> **Passage shown**
★ ★ ★
# "Blue Marlana" 21 May and 26 May



## DISANTO (Oct 1, 2007)

Friday (21 May) Marlana wanted to do some swordfishing. We left the dock at 5pm and headed to the east dumping grounds. On the way, we stopped to bottom fish for an hour or so. Put a bunch of trigger and grouper in the boat, but couldn't keep the snapper off the hooks. So, we headed further south, and got to our destination around 8pm. 










We set up our sword drift and the wind and current started ripping. I have found the best sword fishing occurs when you can keep your baits vertical, but we were cruising at 1.9 kts. I was too lazy to put out the sea anchor, so we just trolled our squid behind the boat. About an hour later, we had the first swordie to the boat. It was the smallest swordie we have ever caught...probably around 30#. We let that fish go, and continued fishing until around 0100. (little swordie stayed in the lights after de-hooking...hung around for about 20 minutes!) No more bites, so we headed back to the dock...home around 0400.










The water was beautiful out there...lots of flyers and squid in the lights. The crew was just marlana and me, and we had a blast. We never trolled, but enjoyed the short trip.
★ ★ ★
> **Entries provided**
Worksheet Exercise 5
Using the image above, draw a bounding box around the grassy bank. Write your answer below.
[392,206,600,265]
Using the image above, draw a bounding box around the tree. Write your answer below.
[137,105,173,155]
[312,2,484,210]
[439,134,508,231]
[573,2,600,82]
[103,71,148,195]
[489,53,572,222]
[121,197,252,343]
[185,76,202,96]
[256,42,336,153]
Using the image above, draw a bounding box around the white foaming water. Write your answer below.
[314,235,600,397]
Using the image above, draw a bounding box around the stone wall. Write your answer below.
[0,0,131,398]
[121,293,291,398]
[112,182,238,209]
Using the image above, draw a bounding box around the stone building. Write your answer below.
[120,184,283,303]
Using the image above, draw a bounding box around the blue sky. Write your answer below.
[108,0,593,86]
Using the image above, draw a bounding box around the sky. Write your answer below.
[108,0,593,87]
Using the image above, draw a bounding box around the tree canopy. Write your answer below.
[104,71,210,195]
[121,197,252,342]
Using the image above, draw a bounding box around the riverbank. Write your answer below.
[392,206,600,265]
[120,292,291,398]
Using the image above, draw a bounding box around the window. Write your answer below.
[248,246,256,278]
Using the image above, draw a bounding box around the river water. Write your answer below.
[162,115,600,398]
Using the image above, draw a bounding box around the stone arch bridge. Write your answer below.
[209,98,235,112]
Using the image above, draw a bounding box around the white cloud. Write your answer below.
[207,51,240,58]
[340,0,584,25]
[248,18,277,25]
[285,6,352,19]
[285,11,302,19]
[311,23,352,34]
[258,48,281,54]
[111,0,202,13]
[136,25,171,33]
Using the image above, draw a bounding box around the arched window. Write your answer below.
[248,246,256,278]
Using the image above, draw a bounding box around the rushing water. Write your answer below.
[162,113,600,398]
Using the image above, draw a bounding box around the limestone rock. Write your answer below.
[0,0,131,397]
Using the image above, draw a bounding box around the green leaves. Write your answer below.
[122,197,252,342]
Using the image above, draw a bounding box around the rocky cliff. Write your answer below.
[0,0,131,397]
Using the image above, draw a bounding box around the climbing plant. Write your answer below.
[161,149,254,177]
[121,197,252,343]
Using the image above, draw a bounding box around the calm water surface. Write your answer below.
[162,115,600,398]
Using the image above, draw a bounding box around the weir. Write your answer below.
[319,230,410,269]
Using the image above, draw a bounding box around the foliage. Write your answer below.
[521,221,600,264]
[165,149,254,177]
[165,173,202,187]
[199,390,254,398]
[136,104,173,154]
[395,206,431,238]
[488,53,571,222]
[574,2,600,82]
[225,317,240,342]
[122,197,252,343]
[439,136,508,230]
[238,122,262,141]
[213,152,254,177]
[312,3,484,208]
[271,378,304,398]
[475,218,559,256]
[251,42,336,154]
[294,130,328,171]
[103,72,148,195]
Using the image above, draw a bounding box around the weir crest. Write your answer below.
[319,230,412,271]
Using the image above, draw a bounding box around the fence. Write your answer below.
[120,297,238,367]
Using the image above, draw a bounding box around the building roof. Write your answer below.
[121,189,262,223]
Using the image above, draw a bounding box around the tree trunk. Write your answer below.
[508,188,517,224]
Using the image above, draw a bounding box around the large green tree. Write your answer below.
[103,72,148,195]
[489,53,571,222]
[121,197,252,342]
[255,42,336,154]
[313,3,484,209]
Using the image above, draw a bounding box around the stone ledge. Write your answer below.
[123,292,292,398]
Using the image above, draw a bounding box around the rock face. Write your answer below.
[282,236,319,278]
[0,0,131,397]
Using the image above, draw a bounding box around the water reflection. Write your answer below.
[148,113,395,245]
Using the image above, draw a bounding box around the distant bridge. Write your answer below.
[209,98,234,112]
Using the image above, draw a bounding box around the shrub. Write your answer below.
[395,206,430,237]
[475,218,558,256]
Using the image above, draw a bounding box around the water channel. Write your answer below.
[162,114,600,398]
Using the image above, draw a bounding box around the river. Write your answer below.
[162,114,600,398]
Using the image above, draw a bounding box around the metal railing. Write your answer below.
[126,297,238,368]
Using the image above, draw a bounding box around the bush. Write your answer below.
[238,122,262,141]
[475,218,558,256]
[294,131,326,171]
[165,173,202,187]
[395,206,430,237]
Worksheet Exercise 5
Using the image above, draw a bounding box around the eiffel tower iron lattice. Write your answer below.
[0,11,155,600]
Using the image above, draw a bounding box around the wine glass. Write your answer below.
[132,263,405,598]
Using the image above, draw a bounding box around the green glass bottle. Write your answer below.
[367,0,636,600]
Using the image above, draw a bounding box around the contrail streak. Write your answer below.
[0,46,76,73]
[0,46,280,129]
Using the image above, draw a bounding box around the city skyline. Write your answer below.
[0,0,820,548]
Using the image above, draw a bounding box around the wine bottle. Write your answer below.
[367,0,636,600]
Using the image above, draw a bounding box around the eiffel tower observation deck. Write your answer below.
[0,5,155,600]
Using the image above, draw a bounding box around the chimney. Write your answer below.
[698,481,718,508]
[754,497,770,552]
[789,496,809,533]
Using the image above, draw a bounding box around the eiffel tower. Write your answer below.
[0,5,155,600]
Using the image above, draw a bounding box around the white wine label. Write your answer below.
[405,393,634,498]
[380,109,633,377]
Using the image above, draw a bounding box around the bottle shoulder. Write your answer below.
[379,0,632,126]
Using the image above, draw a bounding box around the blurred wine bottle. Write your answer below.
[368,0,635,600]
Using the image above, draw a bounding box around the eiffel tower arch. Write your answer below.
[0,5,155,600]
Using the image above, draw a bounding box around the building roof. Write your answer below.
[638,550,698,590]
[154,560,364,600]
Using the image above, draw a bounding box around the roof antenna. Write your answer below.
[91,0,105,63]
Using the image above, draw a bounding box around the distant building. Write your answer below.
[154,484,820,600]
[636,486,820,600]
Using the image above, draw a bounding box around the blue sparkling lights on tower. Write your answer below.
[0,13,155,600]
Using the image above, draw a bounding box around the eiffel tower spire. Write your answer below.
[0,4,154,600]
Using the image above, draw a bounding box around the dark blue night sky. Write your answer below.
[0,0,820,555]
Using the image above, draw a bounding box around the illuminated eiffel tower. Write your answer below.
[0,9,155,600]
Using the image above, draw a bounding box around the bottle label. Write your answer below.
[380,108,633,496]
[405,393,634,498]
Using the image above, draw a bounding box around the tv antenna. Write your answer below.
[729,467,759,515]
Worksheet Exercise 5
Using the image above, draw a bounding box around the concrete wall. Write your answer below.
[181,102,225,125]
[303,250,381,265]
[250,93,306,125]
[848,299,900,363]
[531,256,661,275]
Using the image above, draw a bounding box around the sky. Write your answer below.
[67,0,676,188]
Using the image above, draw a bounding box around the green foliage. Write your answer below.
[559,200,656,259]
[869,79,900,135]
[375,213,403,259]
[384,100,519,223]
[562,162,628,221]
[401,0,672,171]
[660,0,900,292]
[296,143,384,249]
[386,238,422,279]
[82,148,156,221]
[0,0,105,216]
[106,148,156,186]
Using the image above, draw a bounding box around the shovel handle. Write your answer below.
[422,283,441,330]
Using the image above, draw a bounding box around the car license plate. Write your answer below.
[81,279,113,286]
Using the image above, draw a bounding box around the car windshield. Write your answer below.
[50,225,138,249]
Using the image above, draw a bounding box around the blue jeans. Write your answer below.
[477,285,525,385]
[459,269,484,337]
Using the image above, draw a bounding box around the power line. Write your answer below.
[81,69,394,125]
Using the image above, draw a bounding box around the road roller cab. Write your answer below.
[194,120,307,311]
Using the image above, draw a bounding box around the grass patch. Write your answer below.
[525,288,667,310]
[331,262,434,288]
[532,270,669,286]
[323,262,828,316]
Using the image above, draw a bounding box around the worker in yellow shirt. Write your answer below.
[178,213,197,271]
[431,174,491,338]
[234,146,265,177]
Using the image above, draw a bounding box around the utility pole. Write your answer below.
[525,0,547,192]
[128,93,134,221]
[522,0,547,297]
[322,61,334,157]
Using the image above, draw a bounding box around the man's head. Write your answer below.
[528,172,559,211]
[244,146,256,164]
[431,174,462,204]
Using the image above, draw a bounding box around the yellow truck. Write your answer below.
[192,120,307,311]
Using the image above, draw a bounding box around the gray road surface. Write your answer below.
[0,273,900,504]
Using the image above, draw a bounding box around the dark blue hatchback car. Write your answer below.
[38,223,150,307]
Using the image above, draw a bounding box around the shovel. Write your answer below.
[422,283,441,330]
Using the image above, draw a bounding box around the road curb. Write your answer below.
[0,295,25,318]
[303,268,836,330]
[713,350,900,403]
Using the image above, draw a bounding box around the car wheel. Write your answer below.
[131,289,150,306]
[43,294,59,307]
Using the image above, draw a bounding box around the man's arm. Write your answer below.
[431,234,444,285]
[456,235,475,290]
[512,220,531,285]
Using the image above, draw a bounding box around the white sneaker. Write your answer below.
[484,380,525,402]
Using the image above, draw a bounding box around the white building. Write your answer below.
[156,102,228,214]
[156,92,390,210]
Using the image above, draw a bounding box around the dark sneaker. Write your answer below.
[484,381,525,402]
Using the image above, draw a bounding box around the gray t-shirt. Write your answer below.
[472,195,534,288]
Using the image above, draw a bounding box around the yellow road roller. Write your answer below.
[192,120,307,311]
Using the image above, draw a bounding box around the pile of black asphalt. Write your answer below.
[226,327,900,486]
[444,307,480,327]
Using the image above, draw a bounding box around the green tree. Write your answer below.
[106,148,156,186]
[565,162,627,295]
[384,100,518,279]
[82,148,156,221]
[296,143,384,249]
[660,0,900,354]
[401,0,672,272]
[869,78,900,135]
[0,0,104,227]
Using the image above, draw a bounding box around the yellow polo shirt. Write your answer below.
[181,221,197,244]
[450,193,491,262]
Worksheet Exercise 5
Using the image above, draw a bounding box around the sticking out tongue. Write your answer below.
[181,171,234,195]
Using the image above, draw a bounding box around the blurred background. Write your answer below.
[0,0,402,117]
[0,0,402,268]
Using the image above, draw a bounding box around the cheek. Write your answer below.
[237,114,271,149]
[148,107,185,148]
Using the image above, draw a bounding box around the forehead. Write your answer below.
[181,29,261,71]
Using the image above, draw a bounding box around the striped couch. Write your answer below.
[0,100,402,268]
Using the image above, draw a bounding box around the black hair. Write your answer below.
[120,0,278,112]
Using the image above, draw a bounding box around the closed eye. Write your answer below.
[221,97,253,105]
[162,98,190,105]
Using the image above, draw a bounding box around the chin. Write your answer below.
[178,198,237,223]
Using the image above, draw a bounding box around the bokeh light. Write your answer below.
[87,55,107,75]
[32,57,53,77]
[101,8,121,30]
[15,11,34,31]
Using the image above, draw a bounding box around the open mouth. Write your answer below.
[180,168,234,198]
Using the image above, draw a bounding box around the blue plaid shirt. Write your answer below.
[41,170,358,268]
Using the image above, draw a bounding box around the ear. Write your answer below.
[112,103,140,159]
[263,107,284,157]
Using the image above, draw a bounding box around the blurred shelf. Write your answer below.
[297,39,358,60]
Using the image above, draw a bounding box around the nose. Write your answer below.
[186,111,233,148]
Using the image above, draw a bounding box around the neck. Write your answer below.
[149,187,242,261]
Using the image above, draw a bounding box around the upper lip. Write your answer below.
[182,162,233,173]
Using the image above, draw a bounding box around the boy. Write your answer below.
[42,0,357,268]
★ ★ ★
> **What you need to do**
Write out the fishing report again starting at "Friday (21 May)" and ending at "destination around 8pm.", swapping "snapper" for "amberjack".

> **Solved exercise**
Friday (21 May) Marlana wanted to do some swordfishing. We left the dock at 5pm and headed to the east dumping grounds. On the way, we stopped to bottom fish for an hour or so. Put a bunch of trigger and grouper in the boat, but couldn't keep the amberjack off the hooks. So, we headed further south, and got to our destination around 8pm.